Selected text:
──────────

Kenai Peninsula Borough planning commission membership could be reduced

A Kenai Peninsula Borough ordinance introduced by assembly member Brent Johnson would reduce the number of Borough Planning Commission members from the present 13 to nine by eliminating the requirement for the borough’s cities to have individual representatives on the commission.

The borough planning commission, a group responsible for creating and recording property boundaries and for determining legal land uses within the borough, consists of representatives from the cities of Kenai, Soldotna, Seward, Homer and Seldovia, as well as unincorporated areas and borough regions. Under Johnson’s proposal — introduced at the borough’s June 21 meeting and scheduled for a public hearing and a vote on July 26 — Homer’s commission seat will be combined with Seldovia’s and Kenai’s combined with Soldotna’s, and two regional seats will be eliminated.

──────────

What is asked:
(1) In the planning commission article, how many members would the commission have under the ordinance?
(2) Print the part of the planning commission article that opens with the words containing "A Kenai Peninsula" and closes with "will be eliminated.".

──────────

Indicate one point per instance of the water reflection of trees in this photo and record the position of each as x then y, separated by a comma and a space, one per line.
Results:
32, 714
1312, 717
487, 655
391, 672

──────────

Written responses:
(1) Nine, down from the present 13.

(2)
A Kenai Peninsula Borough ordinance introduced by assembly member Brent Johnson would reduce the number of Borough Planning Commission members from the present 13 to nine by eliminating the requirement for the borough’s cities to have individual representatives on the commission.

The borough planning commission, a group responsible for creating and recording property boundaries and for determining legal land uses within the borough, consists of representatives from the cities of Kenai, Soldotna, Seward, Homer and Seldovia, as well as unincorporated areas and borough regions. Under Johnson’s proposal — introduced at the borough’s June 21 meeting and scheduled for a public hearing and a vote on July 26 — Homer’s commission seat will be combined with Seldovia’s and Kenai’s combined with Soldotna’s, and two regional seats will be eliminated.